▶ **THE PROBLEM**
Every line of the material below must be repeated exactly.

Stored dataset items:
┏━━

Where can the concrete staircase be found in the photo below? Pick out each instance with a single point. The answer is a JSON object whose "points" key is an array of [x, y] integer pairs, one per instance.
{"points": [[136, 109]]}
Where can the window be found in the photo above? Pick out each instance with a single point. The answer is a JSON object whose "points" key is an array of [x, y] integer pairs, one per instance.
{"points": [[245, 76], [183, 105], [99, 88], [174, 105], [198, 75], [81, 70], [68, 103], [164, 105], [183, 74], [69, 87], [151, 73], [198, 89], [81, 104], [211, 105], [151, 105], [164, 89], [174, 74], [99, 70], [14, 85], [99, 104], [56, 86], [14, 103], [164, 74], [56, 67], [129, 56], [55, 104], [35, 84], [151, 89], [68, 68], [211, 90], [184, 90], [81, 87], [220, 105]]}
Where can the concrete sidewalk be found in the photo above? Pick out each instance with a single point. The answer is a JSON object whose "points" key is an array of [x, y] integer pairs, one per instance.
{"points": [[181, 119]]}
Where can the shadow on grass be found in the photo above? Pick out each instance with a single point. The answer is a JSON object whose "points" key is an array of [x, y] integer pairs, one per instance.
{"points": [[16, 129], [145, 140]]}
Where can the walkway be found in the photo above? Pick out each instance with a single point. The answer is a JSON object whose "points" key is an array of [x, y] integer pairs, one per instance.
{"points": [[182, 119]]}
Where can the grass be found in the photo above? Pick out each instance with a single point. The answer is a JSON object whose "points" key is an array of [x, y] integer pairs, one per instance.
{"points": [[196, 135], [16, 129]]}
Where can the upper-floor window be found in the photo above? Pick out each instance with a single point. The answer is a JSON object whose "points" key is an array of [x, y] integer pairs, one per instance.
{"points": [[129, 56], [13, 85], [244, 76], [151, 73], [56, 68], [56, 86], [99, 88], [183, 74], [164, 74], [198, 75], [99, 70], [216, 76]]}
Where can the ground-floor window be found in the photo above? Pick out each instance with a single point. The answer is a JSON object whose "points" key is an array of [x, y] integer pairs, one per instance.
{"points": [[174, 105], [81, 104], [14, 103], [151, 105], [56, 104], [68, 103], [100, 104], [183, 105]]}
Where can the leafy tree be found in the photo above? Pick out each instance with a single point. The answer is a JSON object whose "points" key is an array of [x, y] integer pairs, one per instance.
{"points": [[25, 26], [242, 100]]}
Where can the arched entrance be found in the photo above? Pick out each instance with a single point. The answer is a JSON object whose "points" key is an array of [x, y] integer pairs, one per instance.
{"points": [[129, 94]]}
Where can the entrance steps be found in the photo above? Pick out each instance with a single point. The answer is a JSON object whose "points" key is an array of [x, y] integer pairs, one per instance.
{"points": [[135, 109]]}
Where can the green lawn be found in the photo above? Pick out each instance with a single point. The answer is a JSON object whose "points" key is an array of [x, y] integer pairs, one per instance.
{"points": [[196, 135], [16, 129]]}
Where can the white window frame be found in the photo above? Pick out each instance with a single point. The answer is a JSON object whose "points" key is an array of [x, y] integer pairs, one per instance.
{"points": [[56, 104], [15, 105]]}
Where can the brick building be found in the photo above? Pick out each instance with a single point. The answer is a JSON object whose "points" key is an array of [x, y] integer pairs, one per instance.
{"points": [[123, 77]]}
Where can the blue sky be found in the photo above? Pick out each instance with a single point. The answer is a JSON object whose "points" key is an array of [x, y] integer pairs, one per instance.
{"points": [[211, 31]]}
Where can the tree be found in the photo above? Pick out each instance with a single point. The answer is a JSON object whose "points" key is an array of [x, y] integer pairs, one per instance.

┗━━

▶ **FULL SOLUTION**
Where can the concrete staircase be found in the photo below? Pick out each instance with a single point. The answer is a JSON object whose "points" key is an array of [x, y] integer pairs, one per instance.
{"points": [[136, 109]]}
Where can the window be found in the photo above? Pick out each instance with a single point. The answer is a JSON object whose "points" key is an array of [x, y] integer pairs, one per instance.
{"points": [[245, 76], [183, 105], [99, 88], [174, 105], [198, 75], [81, 70], [68, 103], [164, 105], [183, 74], [69, 87], [151, 73], [198, 89], [81, 104], [211, 105], [151, 105], [164, 89], [174, 74], [99, 70], [14, 85], [99, 104], [56, 86], [14, 103], [164, 74], [56, 67], [129, 56], [55, 104], [35, 84], [151, 89], [68, 68], [211, 90], [184, 90], [81, 87], [220, 105]]}
Where can the concrete sidewalk be found in the photo above? Pick out each instance with a single point. The answer is a JSON object whose "points" key is an array of [x, y] integer pairs, one per instance.
{"points": [[181, 119]]}
Where can the shadow on grass be found in the photo above? Pick out each instance with a single point. The answer is a JSON object whose "points" key is an array of [x, y] integer pairs, one per instance.
{"points": [[16, 129], [145, 140]]}
Where can the walkway be found in the photo above? Pick out each instance with a single point. The answer is a JSON object whose "points" key is an array of [x, y] integer pairs, one per instance.
{"points": [[182, 119]]}
Where can the grass be found in the photo above? Pick out each instance with a single point. The answer is a JSON object whose "points" key is an array of [x, y] integer pairs, one per instance.
{"points": [[196, 135], [16, 129]]}
Where can the upper-floor window be found in the photo above? Pick out each instance with a single point. The answer is a JSON object whose "points" key is an array of [x, y] integer pairs, one per instance.
{"points": [[129, 56], [13, 85], [244, 76], [151, 73], [56, 68], [56, 86], [99, 88], [183, 74], [164, 74], [198, 75], [99, 70], [216, 76]]}
Where can the ground-floor window be found in the photo above? Pick out each instance with a single point. The answer is a JSON object whose "points" key is an array of [x, y] integer pairs, one per instance.
{"points": [[174, 105], [81, 104], [14, 103], [151, 105], [56, 104], [68, 103], [100, 104], [183, 105]]}
Where can the leafy tree be found in the photo above? Pick out each instance with a single point. The answer is a JSON object whose "points" key is an array of [x, y] integer pairs, one per instance.
{"points": [[25, 26], [242, 100]]}
Where can the arched entrance be found in the photo above? Pick out each instance with a single point. The answer is a JSON object whose "points" key is an array of [x, y] integer pairs, one per instance.
{"points": [[129, 94]]}
Where can the entrance steps be found in the photo above? Pick out each instance with a single point. The answer is a JSON object whose "points" key is an array of [x, y] integer pairs, one per instance.
{"points": [[135, 109]]}
Where can the green lawn be found in the photo above? Pick out each instance with a single point. The answer is a JSON object whose "points" key is an array of [x, y] integer pairs, one per instance.
{"points": [[196, 135], [16, 129]]}
Where can the white window frame be found in the photo above? Pick out each instance with a single point. The answer is a JSON object whose "points" key is an array of [x, y] integer pairs, one per instance.
{"points": [[56, 104], [15, 105]]}
Where can the brick building be found in the photo above? Pick out each instance with a single point. The answer is a JSON object whose "points" key is an array of [x, y] integer pairs, one per instance.
{"points": [[123, 77]]}
Where can the blue sky be found in the photo above? Pick out each instance with a single point. The answer is a JSON object whose "points" key is an array of [x, y] integer pairs, one per instance.
{"points": [[211, 31]]}
Where can the tree be found in the photo above? Pick out each instance with a single point. The answer is a JSON object whose "points" key is an array of [x, y] integer pairs, one per instance.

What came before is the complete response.